### Given text
● ● ● ● ● ● ●

Gadama is chair of the Malawi Parliamentary Women's Caucus and Malawi is one of the four countries on the Scottish government's priority list. During 2023 the Westminster Centre for Democracy and the Scottish National Party funded a study in collaboration with Gadama's Women's caucus. The study looked at the existing women MPs in the Malawian parliament, their stakeholders, their successes and the barriers they faced in Malawi's society. Each year the caucus's members have a three-day retreat to discuss progress and strategy. The 2023 retreat was in Mangochi and it was funded by the Scottish National Party, Oxfam, Centre for Civil Society Strengthening and the Westminster Foundation for Democracy.

Cyclone Freddy caused hundreds of deaths in Malawi and thousands were made homeless in early 2023. Damage was high in her constituency and appeals were made for assistance. Gadama took journalists around Thondwe to see the damage. A local bridge was re-built and it was opened by members of the Church of Central Africa Presbyterian who were celebrating their church's centenary.

In February 2024 Gadama visited Edinburgh and she and Chilufya Chileshe attended a meeting of the Scotland Malawi Partnership. Present were Scottish parliamentarians Alasdair Allan and Sarah Boyack and MP Patrick Grady. The meeting heard about Gadama's Women's Caucus, Malawi's Current Food Insecurity Crisis and Human Rights in Malawi.

Gadama was identified by Parliament's First Deputy Madalitso Kazombo as a "respectable female parliamentarian" together with Lilian Patel and Mary Mpanga in September 2024. Gadama lost her Zomba Thondwe constituency seat in the September 2025 election when she was beaten by Dumisani Lindani of the Democratic Progressive Party.

● ● ● ● ● ● ●

### Check your understanding
1 > Reproduce verbatim the part of the passage about Gadama starting at "In February 2024" and ending at "Democratic Progressive Party.".
2 > According to the passage about Gadama, who defeated her for the Zomba Thondwe seat in the September 2025 election?
3 > List every organization that the passage about Gadama names as a funder of the caucus's 2023 retreat.
The records that come next have no connection to the passage about Gadama.

● ● ● ● ● ● ●

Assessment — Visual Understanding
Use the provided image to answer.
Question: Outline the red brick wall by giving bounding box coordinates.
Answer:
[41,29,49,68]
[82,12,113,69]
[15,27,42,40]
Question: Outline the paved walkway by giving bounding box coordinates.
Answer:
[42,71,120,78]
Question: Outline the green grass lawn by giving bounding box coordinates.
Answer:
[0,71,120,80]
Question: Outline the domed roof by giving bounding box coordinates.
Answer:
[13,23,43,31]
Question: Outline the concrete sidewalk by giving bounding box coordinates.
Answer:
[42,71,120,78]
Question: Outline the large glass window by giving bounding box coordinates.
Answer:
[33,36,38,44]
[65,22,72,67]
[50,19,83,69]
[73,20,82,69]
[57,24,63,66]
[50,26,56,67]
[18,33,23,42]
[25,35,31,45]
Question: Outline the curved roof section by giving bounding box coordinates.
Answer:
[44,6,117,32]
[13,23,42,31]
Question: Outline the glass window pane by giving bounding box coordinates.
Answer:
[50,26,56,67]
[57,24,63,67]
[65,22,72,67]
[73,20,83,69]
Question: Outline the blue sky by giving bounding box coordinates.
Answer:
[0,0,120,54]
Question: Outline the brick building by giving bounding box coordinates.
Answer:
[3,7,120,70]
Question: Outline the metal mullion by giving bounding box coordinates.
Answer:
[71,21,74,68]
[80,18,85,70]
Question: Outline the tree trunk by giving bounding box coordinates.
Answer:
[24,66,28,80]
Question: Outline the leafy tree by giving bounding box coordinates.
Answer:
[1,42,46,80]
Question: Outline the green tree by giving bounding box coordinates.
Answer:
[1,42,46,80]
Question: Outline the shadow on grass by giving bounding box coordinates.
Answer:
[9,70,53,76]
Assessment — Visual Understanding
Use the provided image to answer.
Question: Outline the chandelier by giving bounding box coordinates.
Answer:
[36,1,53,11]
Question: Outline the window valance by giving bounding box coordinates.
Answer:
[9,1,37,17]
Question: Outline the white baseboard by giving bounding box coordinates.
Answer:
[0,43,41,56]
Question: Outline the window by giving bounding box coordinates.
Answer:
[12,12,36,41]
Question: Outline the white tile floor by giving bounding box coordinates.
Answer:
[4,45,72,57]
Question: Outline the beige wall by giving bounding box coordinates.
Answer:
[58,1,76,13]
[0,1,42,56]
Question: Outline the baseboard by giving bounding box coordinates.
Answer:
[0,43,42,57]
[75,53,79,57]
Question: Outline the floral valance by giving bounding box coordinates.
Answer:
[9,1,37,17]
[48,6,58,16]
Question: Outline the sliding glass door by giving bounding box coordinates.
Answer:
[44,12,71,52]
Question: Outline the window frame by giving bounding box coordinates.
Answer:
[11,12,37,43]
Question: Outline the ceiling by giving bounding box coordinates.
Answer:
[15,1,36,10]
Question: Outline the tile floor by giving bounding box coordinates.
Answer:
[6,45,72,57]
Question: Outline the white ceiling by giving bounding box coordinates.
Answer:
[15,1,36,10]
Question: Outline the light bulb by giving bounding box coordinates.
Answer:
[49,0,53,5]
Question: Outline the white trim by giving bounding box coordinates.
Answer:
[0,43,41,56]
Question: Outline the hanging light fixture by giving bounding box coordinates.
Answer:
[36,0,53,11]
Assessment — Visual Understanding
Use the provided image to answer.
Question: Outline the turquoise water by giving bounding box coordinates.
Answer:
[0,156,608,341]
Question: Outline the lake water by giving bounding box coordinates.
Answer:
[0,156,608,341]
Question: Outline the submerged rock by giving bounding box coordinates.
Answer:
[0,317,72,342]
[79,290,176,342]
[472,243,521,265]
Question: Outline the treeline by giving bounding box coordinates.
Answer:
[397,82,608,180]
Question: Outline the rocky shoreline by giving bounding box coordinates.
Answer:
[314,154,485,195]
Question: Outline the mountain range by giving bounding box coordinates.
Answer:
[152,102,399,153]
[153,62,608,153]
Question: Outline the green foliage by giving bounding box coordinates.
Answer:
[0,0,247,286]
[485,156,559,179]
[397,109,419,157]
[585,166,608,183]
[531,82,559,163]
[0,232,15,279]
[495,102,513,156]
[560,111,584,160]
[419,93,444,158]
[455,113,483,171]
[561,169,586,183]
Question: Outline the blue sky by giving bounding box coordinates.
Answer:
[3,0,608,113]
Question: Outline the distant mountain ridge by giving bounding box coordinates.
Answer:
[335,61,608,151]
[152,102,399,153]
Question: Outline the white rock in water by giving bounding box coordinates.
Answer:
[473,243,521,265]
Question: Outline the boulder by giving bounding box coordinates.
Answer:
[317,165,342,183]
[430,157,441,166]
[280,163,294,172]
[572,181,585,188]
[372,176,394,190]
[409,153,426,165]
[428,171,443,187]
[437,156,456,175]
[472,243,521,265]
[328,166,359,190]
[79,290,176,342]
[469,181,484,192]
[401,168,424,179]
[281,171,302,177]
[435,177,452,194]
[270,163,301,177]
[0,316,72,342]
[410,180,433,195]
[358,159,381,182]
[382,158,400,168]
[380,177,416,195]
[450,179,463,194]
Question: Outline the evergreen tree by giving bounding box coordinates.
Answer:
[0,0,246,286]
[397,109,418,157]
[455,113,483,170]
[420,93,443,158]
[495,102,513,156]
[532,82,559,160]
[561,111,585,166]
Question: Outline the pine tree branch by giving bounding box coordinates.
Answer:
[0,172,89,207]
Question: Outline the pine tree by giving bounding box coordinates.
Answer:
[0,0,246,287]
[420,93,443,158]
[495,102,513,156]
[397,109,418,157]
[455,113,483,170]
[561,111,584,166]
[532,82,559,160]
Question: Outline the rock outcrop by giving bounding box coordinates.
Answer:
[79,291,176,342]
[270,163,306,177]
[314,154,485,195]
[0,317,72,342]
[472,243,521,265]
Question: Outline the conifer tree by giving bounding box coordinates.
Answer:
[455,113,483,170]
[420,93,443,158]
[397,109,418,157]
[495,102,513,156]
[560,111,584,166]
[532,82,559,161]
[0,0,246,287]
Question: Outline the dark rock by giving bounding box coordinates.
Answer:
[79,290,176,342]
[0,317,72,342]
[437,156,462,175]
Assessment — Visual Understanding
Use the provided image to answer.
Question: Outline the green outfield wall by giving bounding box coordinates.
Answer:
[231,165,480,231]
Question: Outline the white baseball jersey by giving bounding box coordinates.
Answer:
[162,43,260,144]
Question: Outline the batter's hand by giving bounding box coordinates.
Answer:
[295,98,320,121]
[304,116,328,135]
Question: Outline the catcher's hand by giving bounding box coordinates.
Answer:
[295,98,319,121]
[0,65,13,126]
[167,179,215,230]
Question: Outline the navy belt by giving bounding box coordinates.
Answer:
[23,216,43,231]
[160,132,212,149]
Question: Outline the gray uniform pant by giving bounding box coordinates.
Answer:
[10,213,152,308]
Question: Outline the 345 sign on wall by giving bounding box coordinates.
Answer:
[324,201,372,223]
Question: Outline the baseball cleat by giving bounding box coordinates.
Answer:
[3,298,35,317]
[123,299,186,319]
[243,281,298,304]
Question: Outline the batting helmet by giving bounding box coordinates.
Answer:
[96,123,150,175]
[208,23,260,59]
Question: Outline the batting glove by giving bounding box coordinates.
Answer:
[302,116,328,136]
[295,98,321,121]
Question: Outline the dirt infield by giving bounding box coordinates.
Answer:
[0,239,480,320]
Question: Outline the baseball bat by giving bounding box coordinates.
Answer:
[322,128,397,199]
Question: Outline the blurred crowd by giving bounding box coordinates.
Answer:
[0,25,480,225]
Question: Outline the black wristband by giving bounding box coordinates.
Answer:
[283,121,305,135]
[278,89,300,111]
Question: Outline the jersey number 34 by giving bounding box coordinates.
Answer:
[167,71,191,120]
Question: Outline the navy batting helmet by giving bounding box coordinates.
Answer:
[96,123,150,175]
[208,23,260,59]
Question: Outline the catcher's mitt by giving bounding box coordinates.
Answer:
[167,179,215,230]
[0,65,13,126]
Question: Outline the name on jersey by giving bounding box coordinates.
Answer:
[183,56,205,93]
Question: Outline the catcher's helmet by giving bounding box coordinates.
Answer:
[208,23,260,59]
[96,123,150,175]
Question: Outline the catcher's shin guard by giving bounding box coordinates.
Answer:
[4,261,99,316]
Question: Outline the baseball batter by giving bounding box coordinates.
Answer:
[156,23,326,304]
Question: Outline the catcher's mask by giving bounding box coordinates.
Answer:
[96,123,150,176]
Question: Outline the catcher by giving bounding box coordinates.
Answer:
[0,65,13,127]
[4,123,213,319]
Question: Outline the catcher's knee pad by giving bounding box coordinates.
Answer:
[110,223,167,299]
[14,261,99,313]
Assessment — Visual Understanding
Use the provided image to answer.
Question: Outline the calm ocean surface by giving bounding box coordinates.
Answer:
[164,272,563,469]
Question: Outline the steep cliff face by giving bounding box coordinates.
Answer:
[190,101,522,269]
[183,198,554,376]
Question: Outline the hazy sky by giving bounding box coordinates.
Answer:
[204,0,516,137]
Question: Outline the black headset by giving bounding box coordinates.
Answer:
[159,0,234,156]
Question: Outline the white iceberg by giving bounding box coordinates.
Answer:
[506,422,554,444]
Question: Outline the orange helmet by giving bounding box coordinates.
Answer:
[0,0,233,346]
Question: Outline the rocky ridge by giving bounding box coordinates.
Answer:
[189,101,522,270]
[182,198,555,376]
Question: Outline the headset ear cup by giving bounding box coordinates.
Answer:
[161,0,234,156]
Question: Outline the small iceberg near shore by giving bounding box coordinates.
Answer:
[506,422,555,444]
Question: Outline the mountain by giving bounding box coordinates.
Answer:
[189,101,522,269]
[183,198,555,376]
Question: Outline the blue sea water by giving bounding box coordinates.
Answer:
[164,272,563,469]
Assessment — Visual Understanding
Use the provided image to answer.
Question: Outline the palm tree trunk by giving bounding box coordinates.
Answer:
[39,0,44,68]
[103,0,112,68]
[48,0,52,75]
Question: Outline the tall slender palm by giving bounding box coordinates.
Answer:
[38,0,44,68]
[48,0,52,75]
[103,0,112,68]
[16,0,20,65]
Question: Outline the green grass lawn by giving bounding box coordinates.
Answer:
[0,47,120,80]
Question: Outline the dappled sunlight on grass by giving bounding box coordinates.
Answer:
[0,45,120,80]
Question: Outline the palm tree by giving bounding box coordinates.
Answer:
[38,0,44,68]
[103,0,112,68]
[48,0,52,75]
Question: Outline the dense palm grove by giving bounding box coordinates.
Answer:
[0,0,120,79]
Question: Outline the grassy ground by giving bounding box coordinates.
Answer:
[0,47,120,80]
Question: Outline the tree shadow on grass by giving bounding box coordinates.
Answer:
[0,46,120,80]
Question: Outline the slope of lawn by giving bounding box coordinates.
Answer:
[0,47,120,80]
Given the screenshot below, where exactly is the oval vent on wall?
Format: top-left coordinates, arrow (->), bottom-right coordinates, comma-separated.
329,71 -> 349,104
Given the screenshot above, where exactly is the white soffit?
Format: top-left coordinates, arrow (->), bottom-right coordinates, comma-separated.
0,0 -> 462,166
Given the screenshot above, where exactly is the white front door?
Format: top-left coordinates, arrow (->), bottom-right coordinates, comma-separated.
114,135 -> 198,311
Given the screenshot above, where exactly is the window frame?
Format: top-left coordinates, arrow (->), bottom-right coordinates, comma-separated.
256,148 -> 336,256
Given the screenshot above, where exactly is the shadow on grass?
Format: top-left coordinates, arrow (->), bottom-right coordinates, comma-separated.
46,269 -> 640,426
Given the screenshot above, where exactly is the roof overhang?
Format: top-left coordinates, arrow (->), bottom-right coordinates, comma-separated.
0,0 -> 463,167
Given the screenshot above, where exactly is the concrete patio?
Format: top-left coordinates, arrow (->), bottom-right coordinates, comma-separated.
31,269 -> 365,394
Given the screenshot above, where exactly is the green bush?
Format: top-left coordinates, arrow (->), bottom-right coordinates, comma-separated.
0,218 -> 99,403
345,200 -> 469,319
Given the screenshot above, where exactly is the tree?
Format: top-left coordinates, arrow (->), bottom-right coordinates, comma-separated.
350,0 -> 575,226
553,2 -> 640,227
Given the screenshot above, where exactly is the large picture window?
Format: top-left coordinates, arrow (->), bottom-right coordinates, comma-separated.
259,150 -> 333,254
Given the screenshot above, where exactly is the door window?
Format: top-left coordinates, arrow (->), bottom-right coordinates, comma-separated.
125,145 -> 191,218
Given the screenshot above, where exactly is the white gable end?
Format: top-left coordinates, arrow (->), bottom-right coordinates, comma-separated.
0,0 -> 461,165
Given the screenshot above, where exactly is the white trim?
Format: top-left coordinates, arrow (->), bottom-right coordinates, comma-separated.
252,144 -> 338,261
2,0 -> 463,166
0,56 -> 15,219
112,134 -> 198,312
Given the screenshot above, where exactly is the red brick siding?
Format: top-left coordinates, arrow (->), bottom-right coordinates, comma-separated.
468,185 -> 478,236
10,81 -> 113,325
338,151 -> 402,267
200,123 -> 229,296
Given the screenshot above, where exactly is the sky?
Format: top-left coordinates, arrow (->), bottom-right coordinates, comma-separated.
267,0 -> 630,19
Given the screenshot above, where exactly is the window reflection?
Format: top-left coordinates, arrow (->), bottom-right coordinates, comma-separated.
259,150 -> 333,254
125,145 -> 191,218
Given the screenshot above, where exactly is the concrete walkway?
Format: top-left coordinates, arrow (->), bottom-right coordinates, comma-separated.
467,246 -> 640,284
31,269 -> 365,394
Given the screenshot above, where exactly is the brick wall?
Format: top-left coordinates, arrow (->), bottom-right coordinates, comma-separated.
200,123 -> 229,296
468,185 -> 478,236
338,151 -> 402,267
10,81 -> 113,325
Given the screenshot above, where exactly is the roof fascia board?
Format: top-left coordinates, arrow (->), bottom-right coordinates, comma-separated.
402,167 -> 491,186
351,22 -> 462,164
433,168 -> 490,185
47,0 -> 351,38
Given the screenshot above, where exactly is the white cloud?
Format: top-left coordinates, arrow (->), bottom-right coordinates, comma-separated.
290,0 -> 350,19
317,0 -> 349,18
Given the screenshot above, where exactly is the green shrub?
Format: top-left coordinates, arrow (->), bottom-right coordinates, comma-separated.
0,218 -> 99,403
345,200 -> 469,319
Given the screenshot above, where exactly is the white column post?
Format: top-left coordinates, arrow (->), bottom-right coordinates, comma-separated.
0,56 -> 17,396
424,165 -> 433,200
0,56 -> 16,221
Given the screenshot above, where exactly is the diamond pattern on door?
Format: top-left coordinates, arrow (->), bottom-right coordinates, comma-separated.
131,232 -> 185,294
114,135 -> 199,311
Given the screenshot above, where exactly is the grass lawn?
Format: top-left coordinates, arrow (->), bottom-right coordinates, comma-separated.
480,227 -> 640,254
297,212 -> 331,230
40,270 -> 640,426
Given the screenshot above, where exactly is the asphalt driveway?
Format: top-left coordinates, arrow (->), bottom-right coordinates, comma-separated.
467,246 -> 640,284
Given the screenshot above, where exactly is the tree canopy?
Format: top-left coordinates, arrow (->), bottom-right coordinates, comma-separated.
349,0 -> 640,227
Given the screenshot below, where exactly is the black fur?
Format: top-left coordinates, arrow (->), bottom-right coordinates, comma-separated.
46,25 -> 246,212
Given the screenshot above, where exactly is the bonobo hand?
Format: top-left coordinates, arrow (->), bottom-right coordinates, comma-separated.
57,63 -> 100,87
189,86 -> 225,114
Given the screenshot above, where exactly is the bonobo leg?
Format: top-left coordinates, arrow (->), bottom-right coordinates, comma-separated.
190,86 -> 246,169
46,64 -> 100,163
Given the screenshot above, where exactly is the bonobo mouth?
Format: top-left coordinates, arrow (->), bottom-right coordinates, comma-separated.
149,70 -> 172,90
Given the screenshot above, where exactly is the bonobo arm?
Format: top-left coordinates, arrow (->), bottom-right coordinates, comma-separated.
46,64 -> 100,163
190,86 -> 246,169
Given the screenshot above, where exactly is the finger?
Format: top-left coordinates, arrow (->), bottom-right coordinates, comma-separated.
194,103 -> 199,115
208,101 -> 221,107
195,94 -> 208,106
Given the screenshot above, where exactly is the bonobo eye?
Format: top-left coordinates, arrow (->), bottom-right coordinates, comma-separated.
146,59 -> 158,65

● ● ● ● ● ● ●

### Solution set
1 >
In February 2024 Gadama visited Edinburgh and she and Chilufya Chileshe attended a meeting of the Scotland Malawi Partnership. Present were Scottish parliamentarians Alasdair Allan and Sarah Boyack and MP Patrick Grady. The meeting heard about Gadama's Women's Caucus, Malawi's Current Food Insecurity Crisis and Human Rights in Malawi.

Gadama was identified by Parliament's First Deputy Madalitso Kazombo as a "respectable female parliamentarian" together with Lilian Patel and Mary Mpanga in September 2024. Gadama lost her Zomba Thondwe constituency seat in the September 2025 election when she was beaten by Dumisani Lindani of the Democratic Progressive Party.

2 > Dumisani Lindani of the Democratic Progressive Party.

3 >
Scottish National Party
Oxfam
Centre for Civil Society Strengthening
Westminster Foundation for Democracy